#### DATASET CONTENT
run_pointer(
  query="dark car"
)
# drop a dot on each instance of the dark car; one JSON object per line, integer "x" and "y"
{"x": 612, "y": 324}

#### EXERCISE DETAILS
Write each record above out again exactly as it reads.

#### TASK RESPONSE
run_pointer(
  query="dark car"
)
# drop a dot on each instance of the dark car; one JSON object per line, integer "x" and "y"
{"x": 612, "y": 324}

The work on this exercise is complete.